Output all lines exactly, with nothing added or dropped.

Coordinate annotation records
■ ■ ■ ■
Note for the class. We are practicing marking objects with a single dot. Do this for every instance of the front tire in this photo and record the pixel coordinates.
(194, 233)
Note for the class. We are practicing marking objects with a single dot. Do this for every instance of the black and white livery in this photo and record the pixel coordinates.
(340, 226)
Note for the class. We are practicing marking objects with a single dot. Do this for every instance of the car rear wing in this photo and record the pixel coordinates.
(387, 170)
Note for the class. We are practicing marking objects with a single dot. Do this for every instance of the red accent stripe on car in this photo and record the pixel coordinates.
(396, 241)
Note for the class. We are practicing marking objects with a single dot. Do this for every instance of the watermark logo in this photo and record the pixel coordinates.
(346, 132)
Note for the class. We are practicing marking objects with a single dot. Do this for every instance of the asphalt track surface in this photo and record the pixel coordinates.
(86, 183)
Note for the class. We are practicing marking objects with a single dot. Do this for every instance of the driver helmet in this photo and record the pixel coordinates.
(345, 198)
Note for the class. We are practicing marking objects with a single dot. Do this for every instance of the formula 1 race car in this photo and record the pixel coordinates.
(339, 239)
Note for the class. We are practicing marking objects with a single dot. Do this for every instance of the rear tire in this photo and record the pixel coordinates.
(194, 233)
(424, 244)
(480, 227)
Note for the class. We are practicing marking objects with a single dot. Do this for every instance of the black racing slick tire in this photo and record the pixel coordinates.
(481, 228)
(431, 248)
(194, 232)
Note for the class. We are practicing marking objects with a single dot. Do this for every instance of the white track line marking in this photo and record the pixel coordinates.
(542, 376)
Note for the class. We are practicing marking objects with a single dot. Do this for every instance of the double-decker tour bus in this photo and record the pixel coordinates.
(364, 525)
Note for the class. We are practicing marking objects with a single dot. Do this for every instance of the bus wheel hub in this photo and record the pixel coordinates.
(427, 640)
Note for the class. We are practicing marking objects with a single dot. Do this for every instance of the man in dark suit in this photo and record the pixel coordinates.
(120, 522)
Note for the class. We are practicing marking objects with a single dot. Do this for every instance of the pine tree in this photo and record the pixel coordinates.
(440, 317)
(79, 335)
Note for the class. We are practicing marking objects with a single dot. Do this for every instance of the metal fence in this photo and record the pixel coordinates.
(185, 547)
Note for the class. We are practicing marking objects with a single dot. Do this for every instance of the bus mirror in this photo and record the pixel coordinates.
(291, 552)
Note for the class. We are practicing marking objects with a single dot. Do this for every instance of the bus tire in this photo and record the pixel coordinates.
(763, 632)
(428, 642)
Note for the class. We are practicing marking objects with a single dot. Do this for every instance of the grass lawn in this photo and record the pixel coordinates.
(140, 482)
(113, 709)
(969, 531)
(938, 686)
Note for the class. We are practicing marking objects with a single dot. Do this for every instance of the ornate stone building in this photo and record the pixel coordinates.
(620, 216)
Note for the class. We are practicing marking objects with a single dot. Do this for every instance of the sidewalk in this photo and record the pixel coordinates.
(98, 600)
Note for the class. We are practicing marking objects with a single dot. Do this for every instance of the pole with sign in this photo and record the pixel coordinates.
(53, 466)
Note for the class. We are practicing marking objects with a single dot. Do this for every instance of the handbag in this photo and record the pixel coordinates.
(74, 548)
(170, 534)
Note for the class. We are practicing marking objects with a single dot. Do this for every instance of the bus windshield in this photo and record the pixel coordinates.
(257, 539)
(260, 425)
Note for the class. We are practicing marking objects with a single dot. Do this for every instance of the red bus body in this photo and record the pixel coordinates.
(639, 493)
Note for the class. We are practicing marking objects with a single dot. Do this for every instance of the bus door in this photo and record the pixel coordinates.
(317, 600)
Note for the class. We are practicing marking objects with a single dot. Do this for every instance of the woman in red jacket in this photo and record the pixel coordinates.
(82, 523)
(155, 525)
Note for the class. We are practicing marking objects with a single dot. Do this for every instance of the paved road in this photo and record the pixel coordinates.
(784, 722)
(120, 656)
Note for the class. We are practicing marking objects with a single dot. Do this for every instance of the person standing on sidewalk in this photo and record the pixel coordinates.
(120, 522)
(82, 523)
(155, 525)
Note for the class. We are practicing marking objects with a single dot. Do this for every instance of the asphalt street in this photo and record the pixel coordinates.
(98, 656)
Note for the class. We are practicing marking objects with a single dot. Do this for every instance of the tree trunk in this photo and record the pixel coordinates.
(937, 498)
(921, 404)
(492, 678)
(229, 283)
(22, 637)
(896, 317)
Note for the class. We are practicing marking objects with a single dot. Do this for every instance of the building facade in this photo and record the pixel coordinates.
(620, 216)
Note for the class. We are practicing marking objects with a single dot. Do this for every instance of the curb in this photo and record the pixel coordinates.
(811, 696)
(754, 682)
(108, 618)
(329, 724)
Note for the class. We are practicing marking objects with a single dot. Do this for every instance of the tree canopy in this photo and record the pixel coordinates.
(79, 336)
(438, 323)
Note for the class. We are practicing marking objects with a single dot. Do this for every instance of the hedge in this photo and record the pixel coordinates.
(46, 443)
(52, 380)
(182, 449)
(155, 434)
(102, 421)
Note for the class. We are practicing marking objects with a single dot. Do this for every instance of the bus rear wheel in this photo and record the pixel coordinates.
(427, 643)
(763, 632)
■ ■ ■ ■
*WORKED SOLUTION*:
Note for the class. We are practicing marking objects with a single dot. Do this for every instance of the front tire in this photo and record the pixel coordinates.
(194, 233)
Note for the class. We are practicing marking objects with a single dot. Do this for every instance of the black and white livery in this photo and record the pixel coordinates.
(340, 226)
Note for the class. We are practicing marking objects with a single dot. Do this for every instance of the car rear wing in this photo and record the pixel coordinates.
(387, 170)
Note for the class. We are practicing marking objects with a single dot. Do this for every instance of the red accent stripe on car in this photo and record the pixel coordinates.
(396, 241)
Note for the class. We are practicing marking objects with a single dot. Do this for every instance of the watermark logo in this photo and record the pixel coordinates.
(346, 132)
Note for the class. We are practicing marking objects with a single dot. Do this for every instance of the asphalt track surface in this photo and record the pixel coordinates.
(86, 183)
Note for the class. We are practicing marking objects with a single dot. Do this for every instance of the driver helmet in this photo and record the pixel coordinates.
(345, 198)
Note for the class. We are practicing marking objects with a single dot. Do this for every instance of the formula 1 race car in this photo and record the pixel coordinates.
(339, 239)
Note for the class. We are practicing marking objects with a single dot. Do this for every instance of the rear tire in this photo and record the pixel coordinates.
(194, 233)
(424, 244)
(480, 227)
Note for the class. We are practicing marking objects with a single dot. Do this for every instance of the black racing slick tire in this photo and record the pixel coordinates.
(481, 228)
(431, 248)
(194, 232)
Note for the class. We are practicing marking objects with a single dot. Do this for every instance of the white track line marking in this photo and record the pixel coordinates.
(542, 376)
Note for the class. We are practicing marking objects with a single dot. Do this for every instance of the double-decker tour bus in this photo and record the pixel coordinates.
(364, 525)
Note for the class. We are practicing marking objects with a single dot. Do this for every instance of the bus wheel hub in this photo and record the pixel coordinates.
(427, 640)
Note for the class. We are practicing marking objects with a single dot. Do this for every instance of the man in dark suit in this photo and record the pixel coordinates.
(120, 522)
Note for the class. We are practicing marking objects with a single dot. Do this for every instance of the pine tree in this photo and record the pixel coordinates.
(440, 317)
(79, 335)
Note for the class. We are practicing marking objects with a single dot. Do this for every instance of the metal fence in this photo and record the pixel coordinates.
(185, 547)
Note for the class. We are practicing marking objects with a single dot. Do this for every instance of the bus mirror in this photo and record the pixel coordinates.
(291, 552)
Note for the class. We are practicing marking objects with a single dot. Do this for every instance of the bus tire in this photo and record the pixel coordinates.
(763, 632)
(428, 642)
Note for the class. We are practicing marking objects with a single dot. Do this for every instance of the grass lawn in this photo and record the pixel coordinates.
(140, 482)
(113, 709)
(969, 531)
(938, 686)
Note for the class. We are practicing marking objects with a single dot. Do this for every instance of the ornate stone building in this photo and record the pixel coordinates.
(620, 216)
Note for the class. We are practicing marking objects with a single dot. Do this for every instance of the sidewalk in this photo and record the pixel coordinates.
(98, 600)
Note for the class. We are practicing marking objects with a single dot. Do this for every instance of the pole with sign in this photo and record the pixel coordinates.
(53, 466)
Note for the class. We are practicing marking objects with a single dot. Do this for every instance of the handbag in this photo and record the pixel coordinates.
(74, 548)
(170, 534)
Note for the class. We are practicing marking objects with a single dot. Do this for every instance of the bus windshield in this photo and record the pixel coordinates.
(257, 539)
(260, 425)
Note for the class. We are practicing marking objects with a single dot. Do this for every instance of the red bus body in this photo and record the pixel coordinates.
(639, 493)
Note for the class. We are practicing marking objects with a single dot. Do this for every instance of the bus door in this photo and record the pixel coordinates.
(317, 600)
Note for the class. We are practicing marking objects with a single dot. Do this for every instance of the woman in red jacket in this photo and record the pixel coordinates.
(82, 523)
(155, 525)
Note for the class. We are practicing marking objects with a single dot. Do this for every instance of the paved road in this photo and record the pixel coordinates.
(784, 722)
(120, 656)
Note for the class. We are practicing marking objects with a single dot. Do this for every instance of the person standing on sidewalk in this photo and record the pixel coordinates.
(120, 522)
(82, 523)
(155, 525)
Note for the class. We are practicing marking objects with a single dot. Do this for every instance of the asphalt street in this photo and record the pixel coordinates.
(98, 656)
Note for the class. We are practicing marking objects with a single dot. Do this for every instance of the tree trunk in this photo and record the pixel coordinates.
(937, 498)
(921, 404)
(492, 678)
(229, 283)
(22, 637)
(896, 317)
Note for the class. We are practicing marking objects with a single dot. Do this for every instance of the building facade in this photo and record the pixel coordinates.
(620, 216)
Note for the class. We are practicing marking objects with a single dot. Do this for every instance of the curb in this photo and record the pixel coordinates.
(811, 696)
(754, 682)
(108, 618)
(329, 724)
Note for the class. We are practicing marking objects with a single dot. Do this for every instance of the tree canopy in this photo and record the pixel coordinates.
(79, 336)
(438, 323)
Note for the class. We are practicing marking objects with a single dot. Do this for every instance of the hedge in this photo and record the pixel coordinates.
(46, 443)
(52, 380)
(182, 449)
(155, 434)
(102, 421)
Note for the class. We are practicing marking objects with a single dot. Do this for every instance of the bus rear wheel in this photo and record the pixel coordinates.
(427, 643)
(763, 632)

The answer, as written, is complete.